Segment Start: Document section

Saturday, October 21, 2017

San Diego Storm Water and the Hepatitis A Outbreak

San Diego Storm Water and the Hepatitis A Outbreak

Is San Diego In Compliance With Their Own Storm Water Regulations?


The San Diego Storm Water Management Unit's main focus is in implementing permitting, compliance, and other activities to reduce pollutants in municipal, construction, and industrial storm water runoff

The City of San Diego enacted San Diego Municipal Code (SDMC) §43.03 entitled Storm Water Management and Discharge Control in 1993, commonly referred to as the City’s storm water ordinance. This ordinance, in a nutshell, makes it unlawful for any person to discharge non-storm water into the City’s storm water conveyance system.

For contractors, this means that concrete slurry, stucco, sediments, paint, and other disposal of materials into the street gutter or storm drain are illegal discharges.

The intent of the ordinance is to protect and enhance the water quality of our watercourses, water bodies, and wetlands in a manner consistent with the federal Clean Water Act. The storm water conveyance system collects storm water and urban runoff containing pollutants and discharges these flows untreated into the creeks, rivers, bays, and ocean.

The STORM WATER STANDARDS Manuel (January 20, 2012) is one hundred and seventy-nine pages deep. In addition, the enforcement remedies have been increased to maximum civil penalties or fines of $10,000 per day per violation; up from $2500!

San Diego Storm Water and the Hepatitis A Outbreak


Back in March of 2017, San Diego Health Officials declared a Hepatitis A Outbreak. The county explained that Hepatitis A was spreading “through contact with a fecally contaminated environment.” This disease is a highly contagious liver infection caused by a virus. It is spread person-to-person typically through poor sanitation practices, such as not washing hands after using the restroom.

San Diego Storm Water and the Hepatitis A Outbreak
However, the problem was mostly ignored until September 2017 and then only after three hundred and thirty cases were documented and fifteen people died from Hepatitis A.  It became the second largest outbreak in the United States.

Segment End: Document section
Segment Start: Study material

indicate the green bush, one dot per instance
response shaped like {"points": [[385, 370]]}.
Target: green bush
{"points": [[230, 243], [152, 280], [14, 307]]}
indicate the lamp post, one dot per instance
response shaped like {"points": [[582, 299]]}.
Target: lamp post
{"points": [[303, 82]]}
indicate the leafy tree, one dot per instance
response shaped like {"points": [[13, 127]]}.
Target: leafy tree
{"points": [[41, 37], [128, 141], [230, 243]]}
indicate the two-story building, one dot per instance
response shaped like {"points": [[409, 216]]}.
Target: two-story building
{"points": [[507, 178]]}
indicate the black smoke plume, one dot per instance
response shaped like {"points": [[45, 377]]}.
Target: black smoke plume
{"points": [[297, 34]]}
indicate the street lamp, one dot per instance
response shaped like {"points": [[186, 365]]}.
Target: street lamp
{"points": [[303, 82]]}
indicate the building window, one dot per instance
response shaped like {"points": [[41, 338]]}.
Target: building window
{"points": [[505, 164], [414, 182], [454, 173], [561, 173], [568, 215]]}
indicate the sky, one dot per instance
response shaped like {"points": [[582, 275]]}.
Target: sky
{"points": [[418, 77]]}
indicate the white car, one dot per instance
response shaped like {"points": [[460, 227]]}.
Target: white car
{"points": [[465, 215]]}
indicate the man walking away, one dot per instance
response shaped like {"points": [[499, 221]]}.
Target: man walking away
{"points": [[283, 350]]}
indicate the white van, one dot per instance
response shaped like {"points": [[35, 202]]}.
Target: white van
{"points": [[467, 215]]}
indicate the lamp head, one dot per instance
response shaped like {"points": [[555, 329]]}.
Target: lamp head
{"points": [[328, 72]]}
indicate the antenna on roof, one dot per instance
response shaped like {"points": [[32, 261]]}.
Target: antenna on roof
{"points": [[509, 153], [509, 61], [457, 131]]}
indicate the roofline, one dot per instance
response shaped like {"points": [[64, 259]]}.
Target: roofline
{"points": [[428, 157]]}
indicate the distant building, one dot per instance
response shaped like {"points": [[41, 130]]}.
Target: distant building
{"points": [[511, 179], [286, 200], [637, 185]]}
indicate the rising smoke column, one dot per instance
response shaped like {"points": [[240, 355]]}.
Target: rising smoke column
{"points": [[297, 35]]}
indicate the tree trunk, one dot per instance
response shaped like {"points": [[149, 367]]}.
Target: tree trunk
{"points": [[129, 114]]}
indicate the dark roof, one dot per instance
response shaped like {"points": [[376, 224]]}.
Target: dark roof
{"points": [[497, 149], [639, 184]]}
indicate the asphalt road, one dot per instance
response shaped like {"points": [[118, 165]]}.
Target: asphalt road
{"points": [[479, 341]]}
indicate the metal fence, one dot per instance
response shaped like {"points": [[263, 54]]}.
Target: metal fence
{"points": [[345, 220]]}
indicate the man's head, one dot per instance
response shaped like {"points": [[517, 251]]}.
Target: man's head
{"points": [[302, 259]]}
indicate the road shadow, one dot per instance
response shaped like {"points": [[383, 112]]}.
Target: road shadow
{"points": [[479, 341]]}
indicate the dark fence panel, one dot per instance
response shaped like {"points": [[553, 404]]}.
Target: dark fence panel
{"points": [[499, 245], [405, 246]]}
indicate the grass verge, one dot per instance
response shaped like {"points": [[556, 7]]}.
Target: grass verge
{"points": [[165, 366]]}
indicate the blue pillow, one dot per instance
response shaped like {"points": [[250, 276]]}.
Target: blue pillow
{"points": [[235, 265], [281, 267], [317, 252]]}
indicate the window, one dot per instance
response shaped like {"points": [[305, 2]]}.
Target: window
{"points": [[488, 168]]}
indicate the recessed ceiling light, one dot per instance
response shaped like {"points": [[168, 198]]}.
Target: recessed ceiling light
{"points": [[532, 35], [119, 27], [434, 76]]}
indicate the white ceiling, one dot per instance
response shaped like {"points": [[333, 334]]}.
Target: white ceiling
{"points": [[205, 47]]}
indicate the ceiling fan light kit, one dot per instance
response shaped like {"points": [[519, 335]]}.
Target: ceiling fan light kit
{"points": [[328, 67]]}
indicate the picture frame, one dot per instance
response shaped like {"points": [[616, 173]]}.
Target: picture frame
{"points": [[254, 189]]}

Segment End: Study material

Explore the material ->
• a. Copy the passage of the San Diego storm water article starting with "The STORM WATER STANDARDS" and going on through "using the restroom.", replacing "enforcement remedies" with "enforcement measures".
• b. Carry on the San Diego storm water article from its last sentence.

Results for each task ->
• a.
The STORM WATER STANDARDS Manuel (January 20, 2012) is one hundred and seventy-nine pages deep. In addition, the enforcement measures have been increased to maximum civil penalties or fines of $10,000 per day per violation; up from $2500!

San Diego Storm Water and the Hepatitis A Outbreak


Back in March of 2017, San Diego Health Officials declared a Hepatitis A Outbreak. The county explained that Hepatitis A was spreading “through contact with a fecally contaminated environment.” This disease is a highly contagious liver infection caused by a virus. It is spread person-to-person typically through poor sanitation practices, such as not washing hands after using the restroom.

• b.
Then "America's Finest City" sprang into action and immediately begin power-washing our streets with bleach to fight a deadly hepatitis outbreak

San Diego Storm Water and the Hepatitis A Outbreak

Contractors (Clean Harbors) started spraying down areas with a diluted household bleach solution. The procedure, as prescribed by the county, involves first spraying down hazardous items such as human waste or needles, waiting 10 minutes, removing the contaminated items, then spraying the area again with bleach. After that, it calls for pressure-washing the area with water.

It is set to be repeated every two weeks, with weekly "spot maintenance," according to county guidelines.

My concern is that in every photo and/or video found of the cleanup efforts, the contaminated water, chlorine and bleach are just being allowed to drain into the City’s storm water conveyance system!

What research, if any, has been completed that states this is the best method of containment? How will this water runoff, containing human fecal matter, bleach, the Hepatitis A virus and other poisonous material, effect San Diego environment and water quality? Will it kill all the plants and trees in the treatment area? Will beach goers suffer from contamination?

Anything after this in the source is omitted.